-- BEGIN RECORDS SUPPLIED --

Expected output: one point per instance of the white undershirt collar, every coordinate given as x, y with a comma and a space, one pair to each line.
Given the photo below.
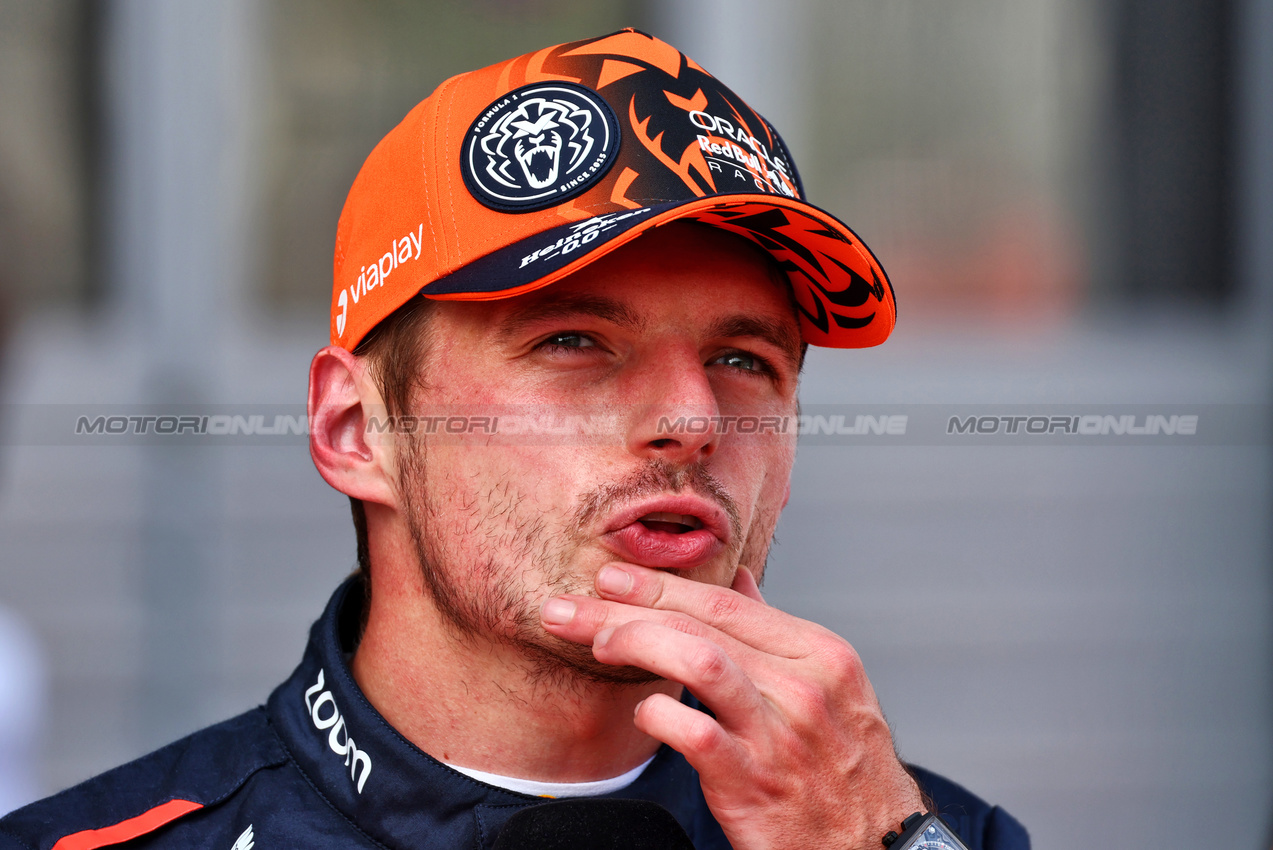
556, 789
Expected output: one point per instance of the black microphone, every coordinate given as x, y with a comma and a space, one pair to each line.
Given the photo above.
591, 823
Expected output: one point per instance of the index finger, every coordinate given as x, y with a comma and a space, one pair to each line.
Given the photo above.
747, 620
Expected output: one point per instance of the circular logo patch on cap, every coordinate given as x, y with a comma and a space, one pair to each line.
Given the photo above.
539, 145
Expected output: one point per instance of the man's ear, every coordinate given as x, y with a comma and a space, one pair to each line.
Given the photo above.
341, 398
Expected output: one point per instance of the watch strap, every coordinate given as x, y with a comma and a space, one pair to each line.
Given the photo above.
927, 827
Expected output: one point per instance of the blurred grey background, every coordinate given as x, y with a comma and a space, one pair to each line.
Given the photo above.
1073, 197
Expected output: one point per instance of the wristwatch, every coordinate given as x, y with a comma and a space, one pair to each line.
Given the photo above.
923, 832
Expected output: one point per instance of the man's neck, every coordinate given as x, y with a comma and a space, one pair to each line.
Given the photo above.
483, 704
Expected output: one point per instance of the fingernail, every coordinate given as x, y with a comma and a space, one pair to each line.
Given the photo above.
614, 580
558, 611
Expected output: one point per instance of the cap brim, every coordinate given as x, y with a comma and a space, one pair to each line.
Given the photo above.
840, 289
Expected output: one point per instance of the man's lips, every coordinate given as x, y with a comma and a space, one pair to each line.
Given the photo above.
674, 532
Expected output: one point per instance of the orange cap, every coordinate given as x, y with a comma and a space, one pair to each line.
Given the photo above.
514, 176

-- END RECORDS SUPPLIED --

[AIM OF THE TASK]: Rewrite the listing above as a numbered list, from the line containing "Expected output: one point per instance of the blurred" through the end of the listing, both included, with blank lines omitted.

[FINAL ANSWER]:
1. Expected output: one point per instance of the blurred grey background, every coordinate given as x, y with a comma and a space, one pair to each line.
2. Given the photo above.
3. 1073, 197
4. Expected output: one point per instance of the wristwatch, every coordinate given as x, y with a comma and a space, one pair to each line.
5. Given the photo above.
6. 923, 832
7. Expected output: one point per instance of the man's neck, every coordinate given as x, y with a comma and a space, one pair to each line.
8. Given the photo above.
9. 483, 704
10. Expected output: one point per instance of the fingernail, every coordinate given as x, y with a comma and a space, one pair to each line.
11. Given the photo above.
12. 614, 580
13. 558, 611
14. Expected output: one point per instance of the cap brim, every coordinate given as x, y with a comma and a space, one pair to each line.
15. Given the photo above.
16. 840, 289
17. Expected output: one point per instance of the man's lips, every coordinate given as x, y with a comma and a space, one pair to each line.
18. Given the photo above.
19. 674, 532
20. Expected output: one point per instance of the orange cap, every coordinate given as x, y with a comma and a space, one pair to each line.
21. Given the photo above.
22. 514, 176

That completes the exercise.